Copy out exactly each line from the line with "Would you mind marking the red traffic" through the last line of the material below.

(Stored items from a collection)
^^^^

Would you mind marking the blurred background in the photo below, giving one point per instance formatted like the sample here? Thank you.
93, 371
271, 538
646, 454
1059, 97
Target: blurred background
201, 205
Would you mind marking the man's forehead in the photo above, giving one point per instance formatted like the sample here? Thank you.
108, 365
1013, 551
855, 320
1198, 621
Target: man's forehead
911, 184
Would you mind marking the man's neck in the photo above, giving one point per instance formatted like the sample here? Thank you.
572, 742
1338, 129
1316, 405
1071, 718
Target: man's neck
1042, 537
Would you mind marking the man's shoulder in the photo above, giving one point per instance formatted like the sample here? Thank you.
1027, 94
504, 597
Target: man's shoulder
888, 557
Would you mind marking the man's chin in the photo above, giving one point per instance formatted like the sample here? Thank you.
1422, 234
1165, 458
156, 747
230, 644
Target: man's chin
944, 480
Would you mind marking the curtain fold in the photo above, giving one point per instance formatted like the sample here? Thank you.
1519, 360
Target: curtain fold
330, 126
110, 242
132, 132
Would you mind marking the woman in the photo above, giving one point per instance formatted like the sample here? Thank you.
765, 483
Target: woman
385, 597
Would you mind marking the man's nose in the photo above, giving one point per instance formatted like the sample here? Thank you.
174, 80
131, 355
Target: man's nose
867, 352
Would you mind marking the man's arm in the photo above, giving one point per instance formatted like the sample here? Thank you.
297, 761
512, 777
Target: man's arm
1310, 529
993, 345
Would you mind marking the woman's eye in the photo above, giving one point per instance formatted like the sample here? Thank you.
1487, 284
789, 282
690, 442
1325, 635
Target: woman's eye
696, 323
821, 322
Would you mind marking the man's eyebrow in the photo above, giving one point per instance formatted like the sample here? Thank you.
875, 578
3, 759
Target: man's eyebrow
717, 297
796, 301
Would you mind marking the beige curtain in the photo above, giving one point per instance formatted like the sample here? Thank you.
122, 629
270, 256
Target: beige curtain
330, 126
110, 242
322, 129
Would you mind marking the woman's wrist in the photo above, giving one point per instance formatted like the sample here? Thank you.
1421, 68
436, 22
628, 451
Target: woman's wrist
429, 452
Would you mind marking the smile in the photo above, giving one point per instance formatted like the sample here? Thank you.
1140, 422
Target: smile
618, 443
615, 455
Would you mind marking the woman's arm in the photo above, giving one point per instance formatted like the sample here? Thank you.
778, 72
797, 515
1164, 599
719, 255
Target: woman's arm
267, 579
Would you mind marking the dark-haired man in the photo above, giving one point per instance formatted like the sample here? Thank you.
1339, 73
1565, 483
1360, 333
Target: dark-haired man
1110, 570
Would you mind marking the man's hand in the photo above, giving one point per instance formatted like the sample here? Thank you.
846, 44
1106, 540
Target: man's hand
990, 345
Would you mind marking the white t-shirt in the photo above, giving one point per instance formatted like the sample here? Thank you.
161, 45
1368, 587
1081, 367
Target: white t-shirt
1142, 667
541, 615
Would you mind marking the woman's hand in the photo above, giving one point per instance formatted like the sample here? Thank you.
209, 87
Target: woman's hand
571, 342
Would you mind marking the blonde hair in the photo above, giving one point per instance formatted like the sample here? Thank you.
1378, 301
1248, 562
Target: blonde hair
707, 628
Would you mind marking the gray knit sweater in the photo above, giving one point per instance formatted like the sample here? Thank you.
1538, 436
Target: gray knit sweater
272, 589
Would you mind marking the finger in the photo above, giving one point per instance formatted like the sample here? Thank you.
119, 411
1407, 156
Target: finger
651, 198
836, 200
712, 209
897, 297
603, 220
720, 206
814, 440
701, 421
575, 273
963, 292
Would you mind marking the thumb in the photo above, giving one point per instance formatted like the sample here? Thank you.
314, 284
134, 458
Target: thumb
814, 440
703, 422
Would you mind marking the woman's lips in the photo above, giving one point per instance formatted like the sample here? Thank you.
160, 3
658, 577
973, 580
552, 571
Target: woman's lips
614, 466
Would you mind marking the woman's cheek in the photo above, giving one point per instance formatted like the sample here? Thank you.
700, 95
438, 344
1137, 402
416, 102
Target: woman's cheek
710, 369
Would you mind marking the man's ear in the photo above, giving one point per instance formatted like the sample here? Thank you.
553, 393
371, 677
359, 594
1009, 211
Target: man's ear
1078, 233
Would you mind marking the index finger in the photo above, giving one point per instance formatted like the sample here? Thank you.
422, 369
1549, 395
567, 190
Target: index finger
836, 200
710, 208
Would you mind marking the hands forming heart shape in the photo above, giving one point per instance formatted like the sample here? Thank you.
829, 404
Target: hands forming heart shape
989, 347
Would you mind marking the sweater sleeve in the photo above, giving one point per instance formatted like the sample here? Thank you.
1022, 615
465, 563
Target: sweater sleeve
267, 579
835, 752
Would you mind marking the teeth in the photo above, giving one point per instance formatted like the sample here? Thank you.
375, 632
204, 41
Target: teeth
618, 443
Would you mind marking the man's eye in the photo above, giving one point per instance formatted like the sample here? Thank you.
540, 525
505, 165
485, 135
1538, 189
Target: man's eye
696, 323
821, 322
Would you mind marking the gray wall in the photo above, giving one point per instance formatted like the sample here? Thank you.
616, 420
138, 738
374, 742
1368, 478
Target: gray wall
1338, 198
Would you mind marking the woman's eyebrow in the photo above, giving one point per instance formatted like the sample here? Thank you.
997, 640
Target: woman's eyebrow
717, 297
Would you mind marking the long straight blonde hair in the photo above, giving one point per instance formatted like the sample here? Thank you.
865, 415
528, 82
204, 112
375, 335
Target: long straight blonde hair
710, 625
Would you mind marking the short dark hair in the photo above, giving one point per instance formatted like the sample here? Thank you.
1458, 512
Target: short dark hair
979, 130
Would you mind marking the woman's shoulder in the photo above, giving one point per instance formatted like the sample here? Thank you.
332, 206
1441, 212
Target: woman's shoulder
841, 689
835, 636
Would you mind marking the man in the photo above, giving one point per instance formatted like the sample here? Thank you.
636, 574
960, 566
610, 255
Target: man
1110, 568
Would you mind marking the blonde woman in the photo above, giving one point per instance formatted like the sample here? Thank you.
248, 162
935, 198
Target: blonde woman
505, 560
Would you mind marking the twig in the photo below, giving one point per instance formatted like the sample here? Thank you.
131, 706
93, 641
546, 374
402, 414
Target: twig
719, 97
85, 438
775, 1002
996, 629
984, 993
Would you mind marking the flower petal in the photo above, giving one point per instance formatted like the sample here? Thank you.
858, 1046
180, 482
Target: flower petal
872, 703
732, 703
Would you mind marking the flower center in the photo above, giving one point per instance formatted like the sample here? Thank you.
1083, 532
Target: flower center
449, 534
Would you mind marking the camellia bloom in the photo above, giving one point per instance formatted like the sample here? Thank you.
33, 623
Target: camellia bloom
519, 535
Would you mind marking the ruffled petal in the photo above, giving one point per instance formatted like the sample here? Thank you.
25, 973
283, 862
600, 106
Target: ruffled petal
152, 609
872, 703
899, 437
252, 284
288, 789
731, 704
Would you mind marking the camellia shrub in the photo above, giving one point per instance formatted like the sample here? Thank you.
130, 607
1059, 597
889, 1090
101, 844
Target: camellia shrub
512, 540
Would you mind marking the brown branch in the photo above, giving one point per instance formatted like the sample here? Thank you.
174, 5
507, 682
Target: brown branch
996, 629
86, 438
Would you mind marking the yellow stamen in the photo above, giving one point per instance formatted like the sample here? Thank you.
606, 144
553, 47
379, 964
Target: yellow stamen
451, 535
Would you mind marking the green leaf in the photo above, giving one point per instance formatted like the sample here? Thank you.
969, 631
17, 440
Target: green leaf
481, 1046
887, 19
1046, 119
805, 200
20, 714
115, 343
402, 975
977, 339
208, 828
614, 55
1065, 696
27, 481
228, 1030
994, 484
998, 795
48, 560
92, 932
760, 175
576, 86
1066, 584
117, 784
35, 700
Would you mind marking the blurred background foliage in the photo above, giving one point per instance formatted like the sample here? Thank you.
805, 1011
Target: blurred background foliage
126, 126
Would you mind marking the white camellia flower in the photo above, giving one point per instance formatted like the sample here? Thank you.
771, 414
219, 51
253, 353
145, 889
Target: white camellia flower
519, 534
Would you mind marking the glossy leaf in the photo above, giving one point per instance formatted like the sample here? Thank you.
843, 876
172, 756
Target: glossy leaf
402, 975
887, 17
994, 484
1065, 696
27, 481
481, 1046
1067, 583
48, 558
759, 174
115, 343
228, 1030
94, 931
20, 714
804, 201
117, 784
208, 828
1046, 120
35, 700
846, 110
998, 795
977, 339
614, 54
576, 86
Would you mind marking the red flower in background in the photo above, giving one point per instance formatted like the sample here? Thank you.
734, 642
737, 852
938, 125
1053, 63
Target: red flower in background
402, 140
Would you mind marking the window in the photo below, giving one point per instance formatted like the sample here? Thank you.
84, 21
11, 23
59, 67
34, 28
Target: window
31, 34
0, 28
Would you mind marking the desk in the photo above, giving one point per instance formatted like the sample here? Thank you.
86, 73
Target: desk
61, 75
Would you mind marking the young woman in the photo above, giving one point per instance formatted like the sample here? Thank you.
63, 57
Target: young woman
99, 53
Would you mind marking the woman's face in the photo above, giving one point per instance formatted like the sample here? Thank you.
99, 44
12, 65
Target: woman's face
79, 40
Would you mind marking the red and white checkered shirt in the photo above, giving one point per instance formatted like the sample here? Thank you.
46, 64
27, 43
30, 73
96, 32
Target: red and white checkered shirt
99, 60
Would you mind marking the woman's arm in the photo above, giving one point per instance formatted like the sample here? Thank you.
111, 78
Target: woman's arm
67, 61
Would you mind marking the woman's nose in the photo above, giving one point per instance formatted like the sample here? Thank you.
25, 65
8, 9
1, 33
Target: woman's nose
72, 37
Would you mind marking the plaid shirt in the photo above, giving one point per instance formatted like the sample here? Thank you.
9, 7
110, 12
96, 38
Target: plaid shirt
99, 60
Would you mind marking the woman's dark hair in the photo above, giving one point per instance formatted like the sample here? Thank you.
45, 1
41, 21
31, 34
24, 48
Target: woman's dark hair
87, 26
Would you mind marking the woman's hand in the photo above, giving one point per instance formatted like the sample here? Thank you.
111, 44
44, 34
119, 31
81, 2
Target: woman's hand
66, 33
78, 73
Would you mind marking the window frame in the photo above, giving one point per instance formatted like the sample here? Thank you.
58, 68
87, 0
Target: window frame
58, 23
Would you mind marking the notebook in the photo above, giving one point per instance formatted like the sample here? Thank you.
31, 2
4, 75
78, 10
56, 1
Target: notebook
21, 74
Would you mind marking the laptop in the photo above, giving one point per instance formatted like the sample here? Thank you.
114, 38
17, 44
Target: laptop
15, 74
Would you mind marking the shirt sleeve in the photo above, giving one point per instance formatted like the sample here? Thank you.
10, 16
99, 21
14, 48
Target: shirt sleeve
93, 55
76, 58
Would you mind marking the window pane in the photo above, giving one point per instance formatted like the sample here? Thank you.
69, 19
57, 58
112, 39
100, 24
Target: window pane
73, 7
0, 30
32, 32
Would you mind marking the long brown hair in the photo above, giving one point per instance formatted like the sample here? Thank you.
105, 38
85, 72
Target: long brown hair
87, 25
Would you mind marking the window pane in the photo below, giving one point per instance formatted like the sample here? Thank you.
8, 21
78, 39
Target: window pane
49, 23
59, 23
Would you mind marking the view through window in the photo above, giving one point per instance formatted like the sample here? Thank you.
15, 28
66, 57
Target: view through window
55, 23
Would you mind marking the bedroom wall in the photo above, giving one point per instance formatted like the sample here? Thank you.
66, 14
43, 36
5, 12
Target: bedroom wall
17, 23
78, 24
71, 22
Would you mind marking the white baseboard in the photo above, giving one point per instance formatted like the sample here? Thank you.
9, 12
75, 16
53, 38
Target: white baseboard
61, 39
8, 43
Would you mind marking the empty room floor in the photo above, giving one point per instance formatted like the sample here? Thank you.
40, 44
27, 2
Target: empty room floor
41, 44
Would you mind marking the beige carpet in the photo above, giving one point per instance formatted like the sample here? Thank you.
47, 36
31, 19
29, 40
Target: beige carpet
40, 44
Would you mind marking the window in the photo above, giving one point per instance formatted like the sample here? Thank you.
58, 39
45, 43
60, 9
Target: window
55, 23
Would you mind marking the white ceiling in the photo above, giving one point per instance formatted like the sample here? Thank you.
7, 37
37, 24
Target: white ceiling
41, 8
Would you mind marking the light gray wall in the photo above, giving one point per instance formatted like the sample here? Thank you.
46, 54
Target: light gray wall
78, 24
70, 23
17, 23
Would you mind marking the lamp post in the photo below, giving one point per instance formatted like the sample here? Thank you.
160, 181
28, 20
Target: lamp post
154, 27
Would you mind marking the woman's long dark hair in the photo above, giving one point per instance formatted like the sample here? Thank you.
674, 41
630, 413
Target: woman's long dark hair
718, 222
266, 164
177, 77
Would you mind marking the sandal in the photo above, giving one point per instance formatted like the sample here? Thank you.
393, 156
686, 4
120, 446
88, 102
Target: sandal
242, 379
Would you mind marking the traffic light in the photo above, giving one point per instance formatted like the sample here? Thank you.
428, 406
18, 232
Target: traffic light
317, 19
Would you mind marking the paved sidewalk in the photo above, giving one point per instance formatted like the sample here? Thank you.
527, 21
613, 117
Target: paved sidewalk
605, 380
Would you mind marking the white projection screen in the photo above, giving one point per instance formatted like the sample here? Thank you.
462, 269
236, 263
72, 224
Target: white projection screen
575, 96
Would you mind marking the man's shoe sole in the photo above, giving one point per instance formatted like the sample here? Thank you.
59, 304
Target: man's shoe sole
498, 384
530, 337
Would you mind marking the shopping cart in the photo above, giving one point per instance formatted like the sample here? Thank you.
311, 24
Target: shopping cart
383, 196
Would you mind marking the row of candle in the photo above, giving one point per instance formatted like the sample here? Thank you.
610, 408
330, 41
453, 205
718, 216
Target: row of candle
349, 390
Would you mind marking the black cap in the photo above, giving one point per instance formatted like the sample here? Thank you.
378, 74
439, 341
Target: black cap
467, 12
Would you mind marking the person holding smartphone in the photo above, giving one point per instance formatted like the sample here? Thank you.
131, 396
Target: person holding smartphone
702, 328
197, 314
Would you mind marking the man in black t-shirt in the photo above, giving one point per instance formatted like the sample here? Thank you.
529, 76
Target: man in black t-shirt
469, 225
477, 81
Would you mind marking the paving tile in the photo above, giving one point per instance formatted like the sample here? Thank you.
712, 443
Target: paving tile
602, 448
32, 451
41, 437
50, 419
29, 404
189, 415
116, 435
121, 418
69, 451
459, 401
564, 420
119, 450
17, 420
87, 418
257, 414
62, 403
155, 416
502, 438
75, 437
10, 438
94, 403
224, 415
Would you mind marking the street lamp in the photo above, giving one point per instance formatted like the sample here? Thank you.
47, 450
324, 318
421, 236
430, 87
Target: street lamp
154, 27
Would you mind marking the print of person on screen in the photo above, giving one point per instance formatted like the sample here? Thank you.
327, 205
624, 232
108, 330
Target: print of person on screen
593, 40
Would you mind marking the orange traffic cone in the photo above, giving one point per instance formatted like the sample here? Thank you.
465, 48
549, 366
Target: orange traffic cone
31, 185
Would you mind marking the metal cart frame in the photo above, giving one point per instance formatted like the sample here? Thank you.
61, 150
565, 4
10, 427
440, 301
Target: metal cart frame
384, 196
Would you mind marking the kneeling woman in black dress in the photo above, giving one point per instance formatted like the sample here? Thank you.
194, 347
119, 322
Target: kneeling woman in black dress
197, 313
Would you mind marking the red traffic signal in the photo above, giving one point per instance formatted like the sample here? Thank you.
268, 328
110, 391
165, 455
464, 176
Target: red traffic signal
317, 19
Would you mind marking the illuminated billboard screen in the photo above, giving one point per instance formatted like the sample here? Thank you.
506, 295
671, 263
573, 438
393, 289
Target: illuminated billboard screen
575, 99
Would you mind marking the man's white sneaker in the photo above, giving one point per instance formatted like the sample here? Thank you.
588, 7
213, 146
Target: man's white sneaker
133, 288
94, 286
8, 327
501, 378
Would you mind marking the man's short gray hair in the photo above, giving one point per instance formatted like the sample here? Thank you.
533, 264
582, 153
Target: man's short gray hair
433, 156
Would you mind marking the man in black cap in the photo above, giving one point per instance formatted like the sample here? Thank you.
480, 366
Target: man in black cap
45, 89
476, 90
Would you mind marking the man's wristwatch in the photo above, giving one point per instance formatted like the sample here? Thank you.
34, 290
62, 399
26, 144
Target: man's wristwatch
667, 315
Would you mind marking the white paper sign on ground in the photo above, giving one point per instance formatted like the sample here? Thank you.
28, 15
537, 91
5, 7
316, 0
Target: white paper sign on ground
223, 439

^^^^

SOLVED PROBLEM:
Would you mind marking the red traffic signal in the photo above, giving one point per instance formatted like the sample here? Thank you.
268, 328
110, 391
165, 455
464, 176
Target: red traffic signal
317, 19
Would you mind marking the illuminated billboard screen in the photo above, giving one point per instance formatted like the sample here? Thank you.
506, 295
671, 263
573, 438
393, 289
Target: illuminated billboard screen
575, 99
Would you mind marking the man's white sneaker in the photo above, giving one point per instance formatted like the sample here? Thank you.
588, 7
213, 146
Target: man's white sneaker
133, 288
94, 286
8, 327
501, 378
Would you mind marking the man's short gray hair in the photo above, giving one point per instance formatted like the sample here? Thank you.
533, 264
582, 153
Target: man's short gray hair
433, 156
Would you mind marking the man in black cap in the photo above, giving one point per instance formatted like the sample here? Thank you.
480, 366
Target: man in black cap
45, 89
476, 90
Would you mind marking the man's wristwatch in the photo above, giving one point per instance formatted like the sample here? Thank you.
34, 290
62, 399
26, 144
Target: man's wristwatch
667, 315
Would you mind marking the white paper sign on ground in the photo above, giving one point per instance formatted like the sample here? Thank you.
28, 15
537, 91
5, 7
316, 0
Target: white paper sign on ground
223, 439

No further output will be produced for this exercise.